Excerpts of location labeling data
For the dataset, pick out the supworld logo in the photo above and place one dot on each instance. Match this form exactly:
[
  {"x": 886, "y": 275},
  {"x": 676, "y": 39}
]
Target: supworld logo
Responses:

§ **WHAT THE EXERCISE ASKS**
Please transcribe the data above line for line, keeping every character unchanged.

§ **WRITTEN SOLUTION**
For the dataset, pick out the supworld logo in the photo above and place one dot on each instance. Match this form exactly:
[
  {"x": 886, "y": 275},
  {"x": 676, "y": 39}
]
Target: supworld logo
Responses:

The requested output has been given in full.